> [Set exercise] Please identify every line in the items below that contains the word "rocky", and copy each of those lines.

> [Data to process]
..........
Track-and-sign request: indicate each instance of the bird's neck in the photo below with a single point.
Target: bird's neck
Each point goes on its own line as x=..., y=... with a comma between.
..........
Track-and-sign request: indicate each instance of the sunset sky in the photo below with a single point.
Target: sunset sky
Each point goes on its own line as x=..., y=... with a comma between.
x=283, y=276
..........
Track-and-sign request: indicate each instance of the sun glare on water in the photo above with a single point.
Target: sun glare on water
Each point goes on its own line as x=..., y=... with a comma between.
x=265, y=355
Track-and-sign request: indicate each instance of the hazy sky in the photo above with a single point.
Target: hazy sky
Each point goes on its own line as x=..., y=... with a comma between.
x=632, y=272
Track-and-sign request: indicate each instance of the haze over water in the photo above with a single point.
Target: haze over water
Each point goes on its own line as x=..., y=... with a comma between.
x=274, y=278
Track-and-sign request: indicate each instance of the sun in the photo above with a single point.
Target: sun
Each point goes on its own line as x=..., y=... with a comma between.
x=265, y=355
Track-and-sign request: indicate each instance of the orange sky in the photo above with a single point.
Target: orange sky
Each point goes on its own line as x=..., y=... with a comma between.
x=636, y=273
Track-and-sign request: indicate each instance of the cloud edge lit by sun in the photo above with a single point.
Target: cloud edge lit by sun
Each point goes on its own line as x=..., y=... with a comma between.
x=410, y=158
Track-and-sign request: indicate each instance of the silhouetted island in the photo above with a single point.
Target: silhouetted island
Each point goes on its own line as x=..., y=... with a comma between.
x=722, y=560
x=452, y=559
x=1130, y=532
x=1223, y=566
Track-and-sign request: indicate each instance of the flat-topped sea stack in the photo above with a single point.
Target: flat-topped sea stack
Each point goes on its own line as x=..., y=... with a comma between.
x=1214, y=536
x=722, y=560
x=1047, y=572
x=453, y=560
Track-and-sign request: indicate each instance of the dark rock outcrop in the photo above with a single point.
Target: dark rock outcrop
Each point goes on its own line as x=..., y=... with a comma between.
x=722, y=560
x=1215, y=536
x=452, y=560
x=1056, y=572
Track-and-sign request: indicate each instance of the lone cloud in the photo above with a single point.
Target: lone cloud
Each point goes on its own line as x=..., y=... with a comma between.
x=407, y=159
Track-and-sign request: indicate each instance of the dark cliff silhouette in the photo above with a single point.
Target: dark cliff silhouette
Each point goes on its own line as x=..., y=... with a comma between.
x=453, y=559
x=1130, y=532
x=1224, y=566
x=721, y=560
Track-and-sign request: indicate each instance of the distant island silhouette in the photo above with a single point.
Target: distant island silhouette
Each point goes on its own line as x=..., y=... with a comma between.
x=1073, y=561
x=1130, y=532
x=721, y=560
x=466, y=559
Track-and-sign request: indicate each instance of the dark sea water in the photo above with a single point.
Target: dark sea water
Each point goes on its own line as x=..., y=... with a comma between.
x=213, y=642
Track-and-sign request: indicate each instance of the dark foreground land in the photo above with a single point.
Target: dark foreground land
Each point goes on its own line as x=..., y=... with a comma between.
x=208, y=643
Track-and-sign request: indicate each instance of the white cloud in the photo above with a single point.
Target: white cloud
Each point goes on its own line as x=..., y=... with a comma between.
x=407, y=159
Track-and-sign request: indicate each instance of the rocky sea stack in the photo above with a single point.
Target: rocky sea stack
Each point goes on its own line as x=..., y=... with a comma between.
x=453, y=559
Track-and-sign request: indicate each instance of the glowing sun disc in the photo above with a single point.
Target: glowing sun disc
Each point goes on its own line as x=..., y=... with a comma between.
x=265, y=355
..........
> [The completed task]
Track-and-sign request: indicate each instance of the rocky sea stack in the photo above with a single point.
Target: rocky sea stack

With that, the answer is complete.